Look up names in a taxadb-backed authority

Description

Internal helper extracted from pr_lookup_authority() so the taxadb path can sit alongside the gnverifier path without duplicating the cache machinery in pr_lookup_authority().

Usage

.pr_lookup_taxadb(to_lookup, authority, db_version = NULL)

Arguments

to_lookup

Character vector of names to look up.

authority

A length-1 character vector. Authority code.

db_version

A length-1 character vector or NULL.

Value

A tibble with the same 5 columns as pr_lookup_authority().

Normalise scientific names via the gnparser backend

Description

Internal helper for pr_normalize_names(parser = "gnparser"). Routes parsing through rgnparser::gn_parse_tidy() (which wraps the gnparser Go binary, part of the Global Names Architecture), then applies the same rank and case-standardisation contract as the internal cascade so the return value is interchangeable.

Usage

.pr_normalize_gnparser(names, rank)

Arguments

names

Character vector of raw scientific names.

rank

One of "species" or "subspecies".

Value

Character vector with normalisation_log attribute.

AVONET morphological trait data (subset)

(COLLECTED DATA)
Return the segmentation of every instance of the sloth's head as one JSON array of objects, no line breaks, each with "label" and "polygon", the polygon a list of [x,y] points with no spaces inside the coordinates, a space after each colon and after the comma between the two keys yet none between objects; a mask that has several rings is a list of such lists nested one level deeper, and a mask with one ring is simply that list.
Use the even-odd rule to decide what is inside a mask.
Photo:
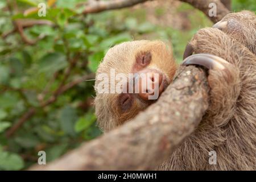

(WORK TO COMPLETE) Reproduce verbatim the passage of the helper-function documentation from "A tibble with" up to and including "value is interchangeable.".

(EXERCISE ANSWER)
A tibble with the same 5 columns as pr_lookup_authority().

Normalise scientific names via the gnparser backend

Description

Internal helper for pr_normalize_names(parser = "gnparser"). Routes parsing through rgnparser::gn_parse_tidy() (which wraps the gnparser Go binary, part of the Global Names Architecture), then applies the same rank and case-standardisation contract as the internal cascade so the return value is interchangeable.